Letak atau lokasi Kamang yang membujur sepanjang Bukit Barisan dan dukungan masyarakat masyarakat yang optimal menjadikan Kamang sebagai daerah yang menentukan bagi perjuangan kemerdekaan RI di daerah Agam, bahkan merupakan front terdepan dari arah Barat dalam mengamankan Pemerintah Pusat di Koto Tinggi.[4]


Hal ini sangat disadari oleh Pemerintah Pusat di Koto Tinggi, terbukti dengan diperkuatnya Front Kamang dengan pasukan tambahan yang diperlengkapi dengan senjata berat dari Suliki di bawah Komandan Letnan Sutan Badaruddin. Pengiriman pasukan tambahan ini adalah atas perintah Gubenur Meliter Sumatera Barat di Koto Tinggi.[5]


Dengan datangnya pasukan tambahan ini maka sektor I KPA (Bukit Kuririak , Bukit Kawin, Kaluang, Sonsang dan Tanah Sirah) mempunyai kekuatan sebagai berikut:




  1. Pasukan Beruang Agam sebagai pasukan inti dengan Komandan Hasrul Dt. Rangkayo Basa.

  2. Pasukan Letnan Sutan Badaruddin yang didatangkan dari Suliki.

  3. Pasukan Letnan Mu’is

  4. Pasukan Letnan Syu’ib

  5. Pasukan Letnan Udara Legino

  6. Pasukan penembak 12. 7


Tidak mengherankan apabila hampir seluruh kekuatan Belanda di Bukittinggi yang diperkuat dengan angkatan udaranya dari Padang diarahkan kesasaran baru yakni Kamang. Hampir setiap hari ada serangan ke daerah ini. Hantaman mortir yang membabi buta hampir terjadi tiap hari, tembakan roket serta hujan peluru mitralyur dan curahan Howitser tidak terhitung kali, begitu pula halnya dengan desingan peluru senapan dari patroli Belanda yang menyelusuri semak belukar sampai kehutan-hutan mencari para pejuang. Dalam dialek Kamang dikatakan Disigono ajak mancari cegek.


Semua ini tidak membuat mereka gentar, bahkan membuat semangat mereka semakin menyala. Tekan mereka hanya satu Hidup terhormat sebagai bangsa yang merdeka atau mati sebagai syuhada. Maka berjatuhanlah korban dari barisan pejuang dan tentara dalam membela kemerdekaan Republik Indonesia mereka itulah sebagiannya terbaring dimakam pejuang 1945-50 di Kamang[6] yang nilai-nilai perjuangannya harus kita lestarikan.


Rupanya dendam Belanda terhadap Kamang tak kunjung habis, setelah Jogyakarta dikembalikan sebagai Ibu Kota Republik Indonesia dan tercapainya persetujuan Roem-Royen pada awal Mei 1949, namun Belanda masih tetap melanjutkan serangan-serangannya ke Kamang.
────
**Daftar Soal:**
1. Perbarui baris-baris dalam catatan dari baris yang memuat "Get the bounding box for white baseboard." sampai baris yang memuat "[338, 65, 360, 93]", termasuk kedua baris tersebut, dengan mengganti "gray wall" menjadi "light gray wall" tanpa mengubah bagian lainnya. Tuliskan kembali hanya baris-baris tersebut.
2. Lanjutkan kutipan tentang perjuangan di Kamang mulai dari akhir bagian yang disajikan.

**Data Catatan:**
────
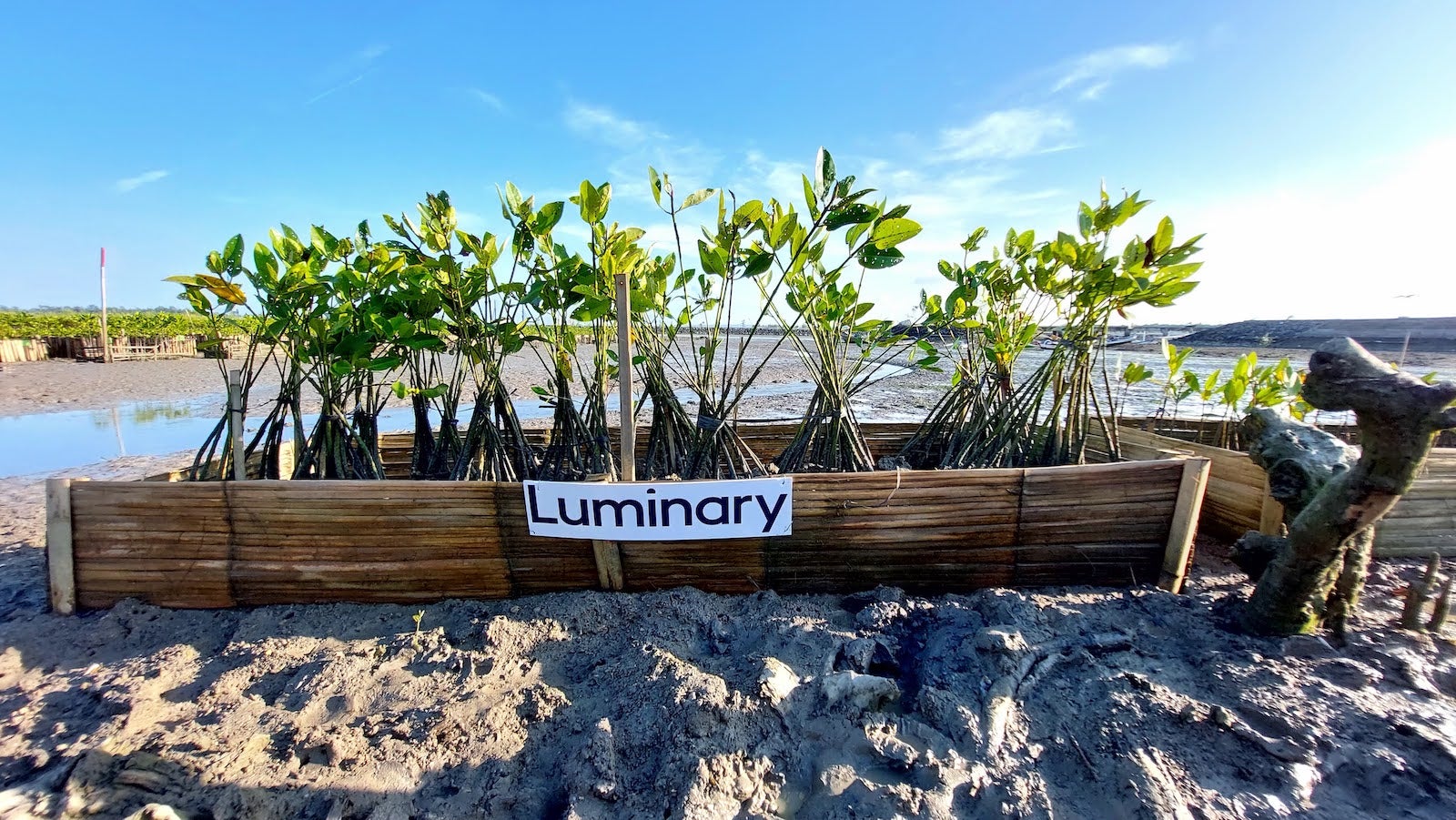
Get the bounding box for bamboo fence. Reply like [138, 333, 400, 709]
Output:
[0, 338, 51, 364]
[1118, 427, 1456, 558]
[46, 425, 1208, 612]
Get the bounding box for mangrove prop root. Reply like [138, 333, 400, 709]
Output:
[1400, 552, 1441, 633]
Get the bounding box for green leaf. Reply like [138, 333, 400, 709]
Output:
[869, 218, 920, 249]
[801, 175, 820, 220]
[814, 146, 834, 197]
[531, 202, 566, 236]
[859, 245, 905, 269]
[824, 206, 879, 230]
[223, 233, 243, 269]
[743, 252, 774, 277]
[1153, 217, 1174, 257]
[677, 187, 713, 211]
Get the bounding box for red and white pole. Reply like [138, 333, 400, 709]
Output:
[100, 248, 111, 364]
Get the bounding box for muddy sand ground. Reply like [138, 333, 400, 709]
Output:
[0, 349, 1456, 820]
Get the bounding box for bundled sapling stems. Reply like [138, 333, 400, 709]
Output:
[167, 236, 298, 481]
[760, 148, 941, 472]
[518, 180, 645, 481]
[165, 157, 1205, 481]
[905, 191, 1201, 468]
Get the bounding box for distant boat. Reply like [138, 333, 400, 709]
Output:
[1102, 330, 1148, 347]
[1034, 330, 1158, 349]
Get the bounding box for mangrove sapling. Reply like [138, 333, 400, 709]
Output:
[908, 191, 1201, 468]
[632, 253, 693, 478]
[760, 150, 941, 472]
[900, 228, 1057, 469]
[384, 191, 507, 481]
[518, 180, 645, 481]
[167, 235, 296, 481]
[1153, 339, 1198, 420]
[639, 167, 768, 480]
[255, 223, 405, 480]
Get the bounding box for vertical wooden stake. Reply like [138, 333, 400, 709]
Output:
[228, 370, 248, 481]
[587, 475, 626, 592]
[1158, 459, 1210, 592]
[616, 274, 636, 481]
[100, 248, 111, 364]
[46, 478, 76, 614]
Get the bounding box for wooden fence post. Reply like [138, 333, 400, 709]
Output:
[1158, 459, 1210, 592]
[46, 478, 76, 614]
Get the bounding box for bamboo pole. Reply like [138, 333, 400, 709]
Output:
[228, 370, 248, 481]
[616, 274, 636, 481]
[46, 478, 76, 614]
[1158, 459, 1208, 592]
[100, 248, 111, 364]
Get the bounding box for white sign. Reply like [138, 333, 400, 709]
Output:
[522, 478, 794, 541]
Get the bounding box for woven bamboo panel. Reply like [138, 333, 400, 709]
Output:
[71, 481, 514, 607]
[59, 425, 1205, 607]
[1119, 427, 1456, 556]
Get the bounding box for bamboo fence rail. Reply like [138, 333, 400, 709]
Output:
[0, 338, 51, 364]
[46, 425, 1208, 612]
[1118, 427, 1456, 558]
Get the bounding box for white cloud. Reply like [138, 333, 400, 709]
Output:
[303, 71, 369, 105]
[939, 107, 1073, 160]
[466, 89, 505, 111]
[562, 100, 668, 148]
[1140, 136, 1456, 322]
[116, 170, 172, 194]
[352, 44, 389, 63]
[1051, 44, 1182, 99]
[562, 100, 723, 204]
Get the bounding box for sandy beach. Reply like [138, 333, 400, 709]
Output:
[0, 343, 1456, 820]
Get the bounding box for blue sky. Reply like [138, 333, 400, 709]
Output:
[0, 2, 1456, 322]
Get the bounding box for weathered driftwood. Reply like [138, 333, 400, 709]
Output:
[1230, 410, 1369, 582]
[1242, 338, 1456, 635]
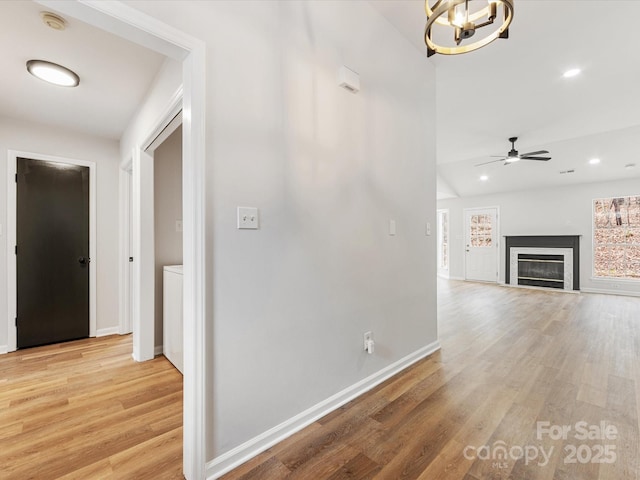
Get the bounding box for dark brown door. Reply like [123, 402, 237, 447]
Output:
────
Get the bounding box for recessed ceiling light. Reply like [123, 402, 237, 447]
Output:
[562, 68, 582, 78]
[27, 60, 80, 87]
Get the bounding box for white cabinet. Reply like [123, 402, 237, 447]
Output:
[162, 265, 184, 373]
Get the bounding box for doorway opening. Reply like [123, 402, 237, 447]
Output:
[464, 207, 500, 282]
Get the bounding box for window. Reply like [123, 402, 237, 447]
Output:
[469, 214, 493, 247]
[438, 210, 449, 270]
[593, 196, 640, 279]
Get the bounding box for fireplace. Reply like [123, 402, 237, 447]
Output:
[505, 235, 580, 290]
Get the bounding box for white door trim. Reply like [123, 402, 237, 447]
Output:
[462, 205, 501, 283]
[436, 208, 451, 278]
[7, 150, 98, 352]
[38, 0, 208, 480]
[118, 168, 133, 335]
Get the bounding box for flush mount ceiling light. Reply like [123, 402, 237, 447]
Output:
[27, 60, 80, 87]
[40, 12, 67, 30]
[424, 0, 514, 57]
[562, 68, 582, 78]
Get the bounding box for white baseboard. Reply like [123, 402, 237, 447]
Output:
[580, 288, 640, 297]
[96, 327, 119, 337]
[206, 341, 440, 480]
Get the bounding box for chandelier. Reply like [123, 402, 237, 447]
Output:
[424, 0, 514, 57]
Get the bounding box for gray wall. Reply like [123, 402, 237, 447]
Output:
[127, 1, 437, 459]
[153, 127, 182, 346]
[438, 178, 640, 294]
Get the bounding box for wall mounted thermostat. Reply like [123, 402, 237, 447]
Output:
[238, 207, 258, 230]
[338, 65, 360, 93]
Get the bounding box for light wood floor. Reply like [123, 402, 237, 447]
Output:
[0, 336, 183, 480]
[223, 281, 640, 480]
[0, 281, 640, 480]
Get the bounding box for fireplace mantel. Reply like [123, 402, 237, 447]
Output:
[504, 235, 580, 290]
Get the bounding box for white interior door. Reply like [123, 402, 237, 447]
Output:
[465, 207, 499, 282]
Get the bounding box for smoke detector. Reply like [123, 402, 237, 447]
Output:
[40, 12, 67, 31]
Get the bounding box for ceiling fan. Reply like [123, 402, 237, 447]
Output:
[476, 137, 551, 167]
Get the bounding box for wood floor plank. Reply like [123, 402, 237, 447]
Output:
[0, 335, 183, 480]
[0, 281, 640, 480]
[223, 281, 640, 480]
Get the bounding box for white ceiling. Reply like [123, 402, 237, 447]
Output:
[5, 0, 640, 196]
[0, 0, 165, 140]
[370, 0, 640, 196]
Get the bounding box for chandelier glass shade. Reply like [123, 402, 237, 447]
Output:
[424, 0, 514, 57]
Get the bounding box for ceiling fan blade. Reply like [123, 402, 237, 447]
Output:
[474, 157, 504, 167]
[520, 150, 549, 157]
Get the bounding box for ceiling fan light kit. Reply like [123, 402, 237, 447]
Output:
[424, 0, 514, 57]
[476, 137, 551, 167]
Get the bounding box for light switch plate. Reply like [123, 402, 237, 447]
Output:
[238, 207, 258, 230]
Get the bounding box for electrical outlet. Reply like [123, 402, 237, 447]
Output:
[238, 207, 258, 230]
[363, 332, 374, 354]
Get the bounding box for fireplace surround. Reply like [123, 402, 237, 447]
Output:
────
**Kunci Jawaban:**
1.
Get the bounding box for white baseboard. Reply like [123, 402, 237, 447]
Output:
[580, 288, 640, 297]
[96, 327, 119, 337]
[206, 341, 440, 480]
Get the bounding box for chandelier. Reply like [123, 402, 237, 447]
Output:
[424, 0, 514, 57]
Get the bounding box for light gray wall. Reply like [123, 402, 237, 447]
Output:
[127, 1, 437, 459]
[153, 127, 182, 346]
[438, 178, 640, 294]
Get the bounding box for wall mounted thermostat. Reply like [123, 402, 237, 447]
Output:
[238, 207, 258, 230]
[338, 65, 360, 93]

2.
Dan Kamang dapat diduduki Belanda tanggal 31 Juli 1949 walaupun hanya untuk 48 jam saja.[7]


Demikianlah Kamang sebuah nagari yang penuh dengan sejarah perjuangan. Semenjak Belanda mulai menginjakkan kakinya di Darek pada awal abad 19 hingga pertengahan abad 20 dimana seluruh anak Bumi Putera bersatu mengusir penjajah Belanda. Perjuangan tentu belum usai dengan kepergian penjajah karena masih ada musuh baru yang tak kalah ganasnya yakni ketamakan dan haus akan kekuasaan yang dipertontonkan oleh salah seorang pendiri negara yang kemudian memerintahkan tentaranya untuk menginfansi Kamang dan seluruh Alam Minangkabau, Sumatera Tengah serta daerah lainnya di Pulau Sumatera dan Sulawesi pada tahun 1958.


___________________ bersambung


Catatan Kaki:


[1] Selanjutnya lihat Darwis Abdullah, Buku catatan harian.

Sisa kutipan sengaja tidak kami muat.